What you are asked to do: Take the data that follows and retype it word for word.

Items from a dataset
========================================================================
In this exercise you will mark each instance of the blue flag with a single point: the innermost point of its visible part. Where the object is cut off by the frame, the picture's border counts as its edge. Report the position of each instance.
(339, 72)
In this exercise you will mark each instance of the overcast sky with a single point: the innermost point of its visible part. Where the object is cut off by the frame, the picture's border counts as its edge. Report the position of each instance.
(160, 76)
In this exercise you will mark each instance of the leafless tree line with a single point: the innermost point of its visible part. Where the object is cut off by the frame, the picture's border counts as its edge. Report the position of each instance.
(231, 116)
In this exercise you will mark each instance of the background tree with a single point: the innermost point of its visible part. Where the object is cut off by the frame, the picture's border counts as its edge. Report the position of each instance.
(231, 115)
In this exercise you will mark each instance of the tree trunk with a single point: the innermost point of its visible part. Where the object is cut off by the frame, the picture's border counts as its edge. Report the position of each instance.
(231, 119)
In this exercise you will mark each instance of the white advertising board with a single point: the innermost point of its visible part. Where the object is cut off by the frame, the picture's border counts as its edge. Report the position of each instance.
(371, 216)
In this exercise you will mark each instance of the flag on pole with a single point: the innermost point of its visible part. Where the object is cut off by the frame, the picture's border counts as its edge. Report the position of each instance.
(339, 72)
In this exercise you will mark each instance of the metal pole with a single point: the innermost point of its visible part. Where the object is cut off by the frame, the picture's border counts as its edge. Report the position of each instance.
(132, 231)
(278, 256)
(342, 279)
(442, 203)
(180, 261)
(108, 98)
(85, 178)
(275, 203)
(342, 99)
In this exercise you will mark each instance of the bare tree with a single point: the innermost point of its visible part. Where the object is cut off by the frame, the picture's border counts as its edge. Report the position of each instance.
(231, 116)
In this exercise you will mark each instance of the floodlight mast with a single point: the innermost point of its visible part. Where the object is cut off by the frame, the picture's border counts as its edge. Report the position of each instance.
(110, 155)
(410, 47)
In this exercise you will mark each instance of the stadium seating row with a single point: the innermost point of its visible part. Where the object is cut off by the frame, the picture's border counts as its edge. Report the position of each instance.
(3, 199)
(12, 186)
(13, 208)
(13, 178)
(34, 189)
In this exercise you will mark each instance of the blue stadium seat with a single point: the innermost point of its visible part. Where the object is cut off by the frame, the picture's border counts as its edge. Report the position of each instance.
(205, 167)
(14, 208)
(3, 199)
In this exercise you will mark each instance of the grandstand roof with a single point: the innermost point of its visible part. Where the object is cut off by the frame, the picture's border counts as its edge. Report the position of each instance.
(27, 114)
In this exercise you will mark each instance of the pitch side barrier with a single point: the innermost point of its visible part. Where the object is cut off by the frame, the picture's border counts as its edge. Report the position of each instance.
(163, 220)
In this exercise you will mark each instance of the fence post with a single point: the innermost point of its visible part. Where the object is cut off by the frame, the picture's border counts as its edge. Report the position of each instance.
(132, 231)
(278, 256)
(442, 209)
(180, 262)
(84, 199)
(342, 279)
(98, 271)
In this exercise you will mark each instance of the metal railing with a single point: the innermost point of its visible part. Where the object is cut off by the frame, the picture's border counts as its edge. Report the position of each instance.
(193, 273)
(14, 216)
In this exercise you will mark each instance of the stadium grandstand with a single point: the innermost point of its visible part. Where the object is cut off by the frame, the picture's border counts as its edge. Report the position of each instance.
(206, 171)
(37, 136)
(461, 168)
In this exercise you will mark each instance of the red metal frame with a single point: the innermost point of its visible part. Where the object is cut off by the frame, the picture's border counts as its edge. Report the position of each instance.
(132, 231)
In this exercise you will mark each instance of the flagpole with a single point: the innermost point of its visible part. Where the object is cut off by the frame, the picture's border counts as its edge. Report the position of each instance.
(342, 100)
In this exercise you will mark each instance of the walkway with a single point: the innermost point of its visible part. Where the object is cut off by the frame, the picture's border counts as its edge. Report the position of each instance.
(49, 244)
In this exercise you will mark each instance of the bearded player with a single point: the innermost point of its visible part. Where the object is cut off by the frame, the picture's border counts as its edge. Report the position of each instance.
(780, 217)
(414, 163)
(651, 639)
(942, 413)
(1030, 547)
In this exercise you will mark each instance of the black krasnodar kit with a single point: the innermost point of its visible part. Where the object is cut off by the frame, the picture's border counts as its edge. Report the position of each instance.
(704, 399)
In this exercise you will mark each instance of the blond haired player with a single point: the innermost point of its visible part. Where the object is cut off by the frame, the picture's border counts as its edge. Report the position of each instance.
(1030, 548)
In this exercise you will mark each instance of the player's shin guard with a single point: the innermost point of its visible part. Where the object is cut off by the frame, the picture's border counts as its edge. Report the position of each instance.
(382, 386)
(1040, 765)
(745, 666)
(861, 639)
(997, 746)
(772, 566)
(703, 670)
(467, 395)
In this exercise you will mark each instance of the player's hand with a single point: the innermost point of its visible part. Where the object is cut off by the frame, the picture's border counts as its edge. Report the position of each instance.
========================================================================
The solution:
In this exercise you will mark each instance of the blue flag with a single point: the innermost point of its visible part. Where the object is cut off by the frame, the picture's border counts as its edge. Report the position of each instance.
(339, 72)
In this exercise you will mark each instance of the overcast sky with a single point: the innermost point of its visible part. Where the object is cut off by the frame, the picture's border counts as its edge. Report the position of each instance.
(160, 76)
In this exercise you will mark each instance of the leafless tree line with a single point: the innermost point of its visible part. Where the object is cut off by the frame, the picture's border counts as its edge. Report the position of each instance.
(231, 116)
In this exercise you will mark each instance of the background tree with a single point: the innermost point of its visible part. Where the object is cut off by the frame, the picture's border counts as its edge. Report the position of each instance.
(231, 115)
In this exercise you will mark each instance of the tree trunk with a single point: the innermost point of its visible part. Where the object is cut off by the frame, the picture's border counts as its edge. Report the position of each instance.
(231, 119)
In this exercise you will mark each instance of the white advertising board with a single point: the innermost point of its visible part. Where the object is cut off by the frame, the picture's border counts as its edge. Report the position of each instance.
(371, 216)
In this exercise you will mark each instance of the flag on pole with a single point: the innermost point of its visible part. Where the object is cut off by the frame, the picture's border counts as its edge. Report the position of each instance.
(339, 72)
In this exercise you will mark each instance of the metal pole with a single point: the innermost point of its visible part. Where the object is cut off by the frame, the picture's border counts as its edge. Report the position of each instance.
(132, 231)
(278, 256)
(342, 279)
(442, 203)
(180, 261)
(108, 98)
(85, 178)
(275, 203)
(342, 99)
In this exercise you will mark each instance of the bare tree with a single point: the innermost point of its visible part. Where the object is cut off by the frame, the picture's border counts as its edge. Report the position of each instance.
(231, 116)
In this exercise you will mark each instance of the floodlight mast with a single point: the innermost point of its visible part. Where the object is cut off by the frame, the picture's border counts as its edge. Report the position of each instance.
(110, 155)
(410, 47)
In this exercise you will mark each instance of the stadium seating row with a single point: the innermost point of its visible part. Where the object is cut off by the frame, the picture's border counts as its edge. Report the position of each instance.
(3, 199)
(12, 186)
(13, 208)
(13, 178)
(34, 189)
In this exercise you will mark each instance of the blue stadium seat with a single point: the innermost point of its visible part. Where the object is cut off by the frame, the picture's border counts as its edge. Report the position of each instance.
(205, 167)
(14, 208)
(3, 199)
In this exercise you will mark each instance of the grandstand roof with a single point: the innermost point of its visible part. Where the object is cut off by the frame, the picture's border counts as its edge. Report the position of each instance.
(27, 114)
In this exercise you will mark each instance of the pitch side barrier with a single point: the innermost point of its visible part. Where the object is cut off by the frame, the picture's border counts as its edge. Report the position of each instance.
(163, 220)
In this exercise you will mark each instance of the fence post with a single point: the innermost point of its visible part. Where the object is cut off by the frame, the picture's border counts as its edge. Report the position of each instance.
(132, 231)
(278, 256)
(442, 209)
(180, 262)
(84, 199)
(342, 279)
(98, 271)
In this exercise you will mark each instance of the metal railing with a single point: the innermost point of its visible part. Where the object is cut off by the frame, the picture's border counts as its edge. Report the position of each instance.
(193, 273)
(14, 216)
In this exercise you will mark each instance of the stadium grandstand with a single point: the innermost point of its visible part. Where the object is cut off by the frame, the picture's border counts as its edge. Report the position of each instance.
(206, 171)
(37, 136)
(461, 168)
In this exercise you will mark each instance of the red metal frame with a single point: the innermost point of its visible part. Where the object is cut off by the frame, the picture's border counts as its edge. Report the position of each instance.
(132, 231)
In this exercise you will mark each instance of the flagpole with a single point: the innermost point of its visible part. Where the object is cut off by the frame, the picture's border counts as its edge. Report the position of each instance.
(342, 100)
In this exercise you will mark each instance of the walkway with a single point: the innermost point of its visible part. Where the object is cut off by the frame, the picture's border counts as its edge. Report the position of each instance.
(49, 244)
In this exercise you will mark each instance of the bearded player with a single point: the innermost point of its visible part. Where the object is cut off by the frame, the picture's border counts as its edge. Report the position of each instance.
(780, 217)
(414, 163)
(651, 639)
(942, 413)
(1030, 547)
In this exercise you will mark each instance of the black krasnodar kit with a single point: the innermost point of its visible part. Where the object is cut off by the frame, the picture's border counts as its edge. Report the position of each instance.
(704, 399)
In this exercise you will mark each instance of the blond haired player with a single point: the innermost point of its visible part. Where the object is cut off by the frame, the picture's border counts as its edge. Report the position of each instance.
(1030, 548)
In this exercise you will mark each instance of the player's shin guard with a single point: the innermost point of its visible part. Where the object is cut off by the frame, the picture's border counts as its edge. Report the position of each instance.
(382, 386)
(1040, 765)
(745, 666)
(861, 639)
(997, 746)
(772, 566)
(703, 670)
(467, 395)
In this exercise you will mark each instance of the player's hand with a single point: the innermost point of its visible part. Where the object is cut off by the frame, the picture's border counts as its edge. Report the position of each instance.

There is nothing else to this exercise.